» Instructions to follow
Extract each line of the data below that contains the string "photo", matching case exactly.

## Start Exercise materials

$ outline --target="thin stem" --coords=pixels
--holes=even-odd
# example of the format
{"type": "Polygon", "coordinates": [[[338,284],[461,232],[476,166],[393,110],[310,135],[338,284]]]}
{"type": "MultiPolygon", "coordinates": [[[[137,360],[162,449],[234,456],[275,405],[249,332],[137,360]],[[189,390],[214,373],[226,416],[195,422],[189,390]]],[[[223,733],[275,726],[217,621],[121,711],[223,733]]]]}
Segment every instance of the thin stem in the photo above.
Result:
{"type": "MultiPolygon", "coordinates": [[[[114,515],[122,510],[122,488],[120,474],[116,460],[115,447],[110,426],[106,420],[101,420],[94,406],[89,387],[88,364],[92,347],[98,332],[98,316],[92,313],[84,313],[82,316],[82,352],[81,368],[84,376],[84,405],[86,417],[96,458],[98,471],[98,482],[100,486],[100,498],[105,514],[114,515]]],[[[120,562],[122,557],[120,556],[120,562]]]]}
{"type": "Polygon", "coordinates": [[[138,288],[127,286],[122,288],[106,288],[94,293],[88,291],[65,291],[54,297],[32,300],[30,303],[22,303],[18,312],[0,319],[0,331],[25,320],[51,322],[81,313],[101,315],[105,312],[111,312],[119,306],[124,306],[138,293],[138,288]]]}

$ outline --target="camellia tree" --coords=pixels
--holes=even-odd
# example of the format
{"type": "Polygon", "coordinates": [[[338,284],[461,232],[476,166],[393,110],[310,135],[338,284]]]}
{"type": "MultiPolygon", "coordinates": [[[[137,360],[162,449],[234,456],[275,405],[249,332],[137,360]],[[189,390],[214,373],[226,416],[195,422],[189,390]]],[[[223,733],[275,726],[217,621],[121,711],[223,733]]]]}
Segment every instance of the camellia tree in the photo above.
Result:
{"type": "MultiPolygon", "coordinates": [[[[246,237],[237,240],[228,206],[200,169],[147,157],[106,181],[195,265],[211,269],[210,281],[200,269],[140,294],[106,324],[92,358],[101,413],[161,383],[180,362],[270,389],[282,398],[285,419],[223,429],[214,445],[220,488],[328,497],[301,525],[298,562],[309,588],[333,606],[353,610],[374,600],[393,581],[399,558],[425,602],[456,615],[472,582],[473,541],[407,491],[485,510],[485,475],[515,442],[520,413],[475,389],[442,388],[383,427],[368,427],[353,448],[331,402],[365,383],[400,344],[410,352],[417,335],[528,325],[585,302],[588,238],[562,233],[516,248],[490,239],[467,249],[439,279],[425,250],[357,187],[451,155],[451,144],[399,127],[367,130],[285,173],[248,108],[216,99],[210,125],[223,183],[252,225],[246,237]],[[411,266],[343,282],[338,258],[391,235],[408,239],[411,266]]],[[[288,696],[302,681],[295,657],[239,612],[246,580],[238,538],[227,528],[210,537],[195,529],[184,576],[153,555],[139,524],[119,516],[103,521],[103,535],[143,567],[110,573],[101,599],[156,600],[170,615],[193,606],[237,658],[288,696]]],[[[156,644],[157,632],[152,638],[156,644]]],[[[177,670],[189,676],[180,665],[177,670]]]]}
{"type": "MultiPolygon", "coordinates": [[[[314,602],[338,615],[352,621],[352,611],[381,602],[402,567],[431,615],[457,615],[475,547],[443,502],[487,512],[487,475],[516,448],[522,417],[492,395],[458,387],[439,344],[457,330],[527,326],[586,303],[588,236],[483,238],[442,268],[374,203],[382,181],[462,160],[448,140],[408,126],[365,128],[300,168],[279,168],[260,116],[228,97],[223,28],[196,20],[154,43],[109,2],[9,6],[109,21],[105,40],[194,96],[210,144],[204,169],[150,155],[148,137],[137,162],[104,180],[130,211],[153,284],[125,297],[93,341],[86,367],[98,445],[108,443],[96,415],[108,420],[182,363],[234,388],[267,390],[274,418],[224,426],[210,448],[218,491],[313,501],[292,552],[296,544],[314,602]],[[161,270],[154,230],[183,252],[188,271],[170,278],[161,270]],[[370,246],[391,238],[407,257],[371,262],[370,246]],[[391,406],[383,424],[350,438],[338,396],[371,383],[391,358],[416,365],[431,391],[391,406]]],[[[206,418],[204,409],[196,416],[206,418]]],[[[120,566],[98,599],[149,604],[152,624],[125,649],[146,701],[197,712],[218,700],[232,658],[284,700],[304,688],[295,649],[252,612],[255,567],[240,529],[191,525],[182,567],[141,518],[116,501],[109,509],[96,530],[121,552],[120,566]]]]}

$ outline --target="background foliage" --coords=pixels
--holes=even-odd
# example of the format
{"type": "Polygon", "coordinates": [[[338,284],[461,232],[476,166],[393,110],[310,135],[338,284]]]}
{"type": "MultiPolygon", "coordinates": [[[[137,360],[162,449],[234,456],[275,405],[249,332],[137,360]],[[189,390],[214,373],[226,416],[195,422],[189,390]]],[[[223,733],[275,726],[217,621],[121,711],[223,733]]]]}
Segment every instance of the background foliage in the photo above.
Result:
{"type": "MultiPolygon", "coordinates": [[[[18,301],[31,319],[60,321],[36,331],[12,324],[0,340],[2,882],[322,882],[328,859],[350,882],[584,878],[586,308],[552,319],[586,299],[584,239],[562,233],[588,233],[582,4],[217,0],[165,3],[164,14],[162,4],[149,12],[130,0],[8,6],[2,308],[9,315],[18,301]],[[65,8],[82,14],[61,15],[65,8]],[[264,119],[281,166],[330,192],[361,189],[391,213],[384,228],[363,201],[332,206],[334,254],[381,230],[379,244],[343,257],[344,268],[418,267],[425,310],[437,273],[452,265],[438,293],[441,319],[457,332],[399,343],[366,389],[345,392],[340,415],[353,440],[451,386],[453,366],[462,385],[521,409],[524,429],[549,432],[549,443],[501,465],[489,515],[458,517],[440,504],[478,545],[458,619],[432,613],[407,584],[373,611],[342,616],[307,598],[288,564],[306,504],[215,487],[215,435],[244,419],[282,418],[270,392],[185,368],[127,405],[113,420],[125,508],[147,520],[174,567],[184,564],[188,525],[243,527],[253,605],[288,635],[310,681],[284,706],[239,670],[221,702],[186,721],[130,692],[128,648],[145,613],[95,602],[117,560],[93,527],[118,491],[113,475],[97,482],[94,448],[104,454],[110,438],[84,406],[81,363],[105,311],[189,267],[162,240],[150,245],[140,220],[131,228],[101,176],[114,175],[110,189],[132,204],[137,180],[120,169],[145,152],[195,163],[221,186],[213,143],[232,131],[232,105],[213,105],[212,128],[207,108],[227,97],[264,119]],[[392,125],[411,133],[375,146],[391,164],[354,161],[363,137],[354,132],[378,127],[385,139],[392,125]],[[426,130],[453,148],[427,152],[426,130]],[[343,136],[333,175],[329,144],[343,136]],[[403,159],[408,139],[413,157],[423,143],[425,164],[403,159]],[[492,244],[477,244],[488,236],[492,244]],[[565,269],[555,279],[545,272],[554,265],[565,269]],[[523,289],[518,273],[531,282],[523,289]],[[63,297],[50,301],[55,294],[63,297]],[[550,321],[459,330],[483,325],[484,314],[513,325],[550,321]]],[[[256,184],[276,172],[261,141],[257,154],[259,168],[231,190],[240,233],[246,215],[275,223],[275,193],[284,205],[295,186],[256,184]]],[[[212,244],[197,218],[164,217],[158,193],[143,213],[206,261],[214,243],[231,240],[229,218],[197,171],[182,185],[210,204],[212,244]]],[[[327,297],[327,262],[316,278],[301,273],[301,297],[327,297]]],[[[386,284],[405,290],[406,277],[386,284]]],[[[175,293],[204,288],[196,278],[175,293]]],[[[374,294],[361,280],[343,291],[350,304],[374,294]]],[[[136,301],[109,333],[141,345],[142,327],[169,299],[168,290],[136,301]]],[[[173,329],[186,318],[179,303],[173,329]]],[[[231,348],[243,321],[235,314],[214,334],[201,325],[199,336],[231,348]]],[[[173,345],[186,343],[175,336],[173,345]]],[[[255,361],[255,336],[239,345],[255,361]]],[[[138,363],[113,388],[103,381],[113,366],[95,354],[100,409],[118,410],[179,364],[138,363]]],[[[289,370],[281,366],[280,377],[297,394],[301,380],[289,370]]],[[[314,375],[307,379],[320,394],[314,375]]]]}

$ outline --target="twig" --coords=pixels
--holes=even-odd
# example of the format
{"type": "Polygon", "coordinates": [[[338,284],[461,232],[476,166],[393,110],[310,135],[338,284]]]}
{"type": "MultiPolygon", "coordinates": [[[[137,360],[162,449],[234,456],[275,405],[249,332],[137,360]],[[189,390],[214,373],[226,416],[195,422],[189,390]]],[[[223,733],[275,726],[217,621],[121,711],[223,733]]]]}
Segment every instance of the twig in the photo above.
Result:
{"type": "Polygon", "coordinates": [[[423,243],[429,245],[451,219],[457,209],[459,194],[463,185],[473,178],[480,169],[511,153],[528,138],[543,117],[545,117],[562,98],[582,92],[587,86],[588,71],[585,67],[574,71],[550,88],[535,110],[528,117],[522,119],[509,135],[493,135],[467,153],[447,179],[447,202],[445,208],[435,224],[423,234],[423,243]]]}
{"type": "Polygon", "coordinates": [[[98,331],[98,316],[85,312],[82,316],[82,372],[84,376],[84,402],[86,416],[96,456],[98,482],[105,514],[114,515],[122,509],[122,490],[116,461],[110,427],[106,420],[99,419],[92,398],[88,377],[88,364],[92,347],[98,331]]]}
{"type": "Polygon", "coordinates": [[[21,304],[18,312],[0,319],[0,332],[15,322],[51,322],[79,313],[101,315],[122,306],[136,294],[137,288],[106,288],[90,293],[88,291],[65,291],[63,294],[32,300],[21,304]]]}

## End Exercise materials
## Start Exercise materials

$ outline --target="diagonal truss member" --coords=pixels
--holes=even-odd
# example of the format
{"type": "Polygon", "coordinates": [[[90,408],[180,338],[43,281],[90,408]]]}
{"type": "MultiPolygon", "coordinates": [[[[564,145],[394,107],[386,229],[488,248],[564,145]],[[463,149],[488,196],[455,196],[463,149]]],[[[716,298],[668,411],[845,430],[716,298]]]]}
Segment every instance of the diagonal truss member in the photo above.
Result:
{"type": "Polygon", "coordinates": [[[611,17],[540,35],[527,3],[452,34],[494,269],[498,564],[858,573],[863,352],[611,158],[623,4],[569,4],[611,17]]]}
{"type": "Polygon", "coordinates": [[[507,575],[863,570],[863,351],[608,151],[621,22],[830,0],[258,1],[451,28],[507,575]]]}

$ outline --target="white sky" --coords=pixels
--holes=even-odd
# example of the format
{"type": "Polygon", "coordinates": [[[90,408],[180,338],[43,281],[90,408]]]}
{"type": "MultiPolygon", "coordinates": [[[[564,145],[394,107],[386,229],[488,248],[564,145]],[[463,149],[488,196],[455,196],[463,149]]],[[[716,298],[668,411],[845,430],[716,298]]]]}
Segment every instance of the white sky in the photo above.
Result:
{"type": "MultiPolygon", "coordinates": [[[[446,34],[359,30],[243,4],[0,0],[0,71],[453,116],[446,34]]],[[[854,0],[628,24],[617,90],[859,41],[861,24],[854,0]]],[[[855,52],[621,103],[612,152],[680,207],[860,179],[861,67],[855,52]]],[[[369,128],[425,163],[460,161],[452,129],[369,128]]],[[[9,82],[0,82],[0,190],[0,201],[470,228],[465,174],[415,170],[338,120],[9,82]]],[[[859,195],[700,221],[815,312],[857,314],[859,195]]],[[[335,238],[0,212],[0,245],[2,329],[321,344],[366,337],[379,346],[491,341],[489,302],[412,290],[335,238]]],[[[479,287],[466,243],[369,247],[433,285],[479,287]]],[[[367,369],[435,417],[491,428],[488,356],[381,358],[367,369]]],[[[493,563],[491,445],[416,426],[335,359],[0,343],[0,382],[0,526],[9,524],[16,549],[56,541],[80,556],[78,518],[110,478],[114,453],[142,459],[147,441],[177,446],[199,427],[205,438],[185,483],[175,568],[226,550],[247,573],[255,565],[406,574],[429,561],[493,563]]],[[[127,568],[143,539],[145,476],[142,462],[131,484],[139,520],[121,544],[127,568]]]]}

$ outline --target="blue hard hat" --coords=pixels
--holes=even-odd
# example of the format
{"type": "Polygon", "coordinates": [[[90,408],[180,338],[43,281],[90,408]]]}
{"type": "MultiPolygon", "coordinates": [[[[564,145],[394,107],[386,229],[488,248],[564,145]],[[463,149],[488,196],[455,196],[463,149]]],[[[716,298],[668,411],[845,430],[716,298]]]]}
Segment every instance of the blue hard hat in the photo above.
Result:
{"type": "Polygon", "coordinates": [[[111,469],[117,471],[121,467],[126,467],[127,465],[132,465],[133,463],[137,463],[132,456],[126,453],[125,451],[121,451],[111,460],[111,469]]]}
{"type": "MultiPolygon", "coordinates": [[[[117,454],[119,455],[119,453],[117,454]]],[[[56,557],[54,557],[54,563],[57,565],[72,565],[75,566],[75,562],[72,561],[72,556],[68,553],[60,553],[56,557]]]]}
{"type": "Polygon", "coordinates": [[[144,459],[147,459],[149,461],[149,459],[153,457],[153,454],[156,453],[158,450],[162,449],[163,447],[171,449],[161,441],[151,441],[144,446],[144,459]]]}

## End Exercise materials

» Response to this exercise
Segment every instance of the thin stem in the photo above.
Segment every instance of the camellia tree in the photo above.
Segment every instance of the background foliage in the photo above.
Segment every instance of the twig in the photo above.
Segment every instance of the diagonal truss member in the photo above.
Segment every instance of the white sky in the photo above.
Segment every instance of the blue hard hat in the photo above.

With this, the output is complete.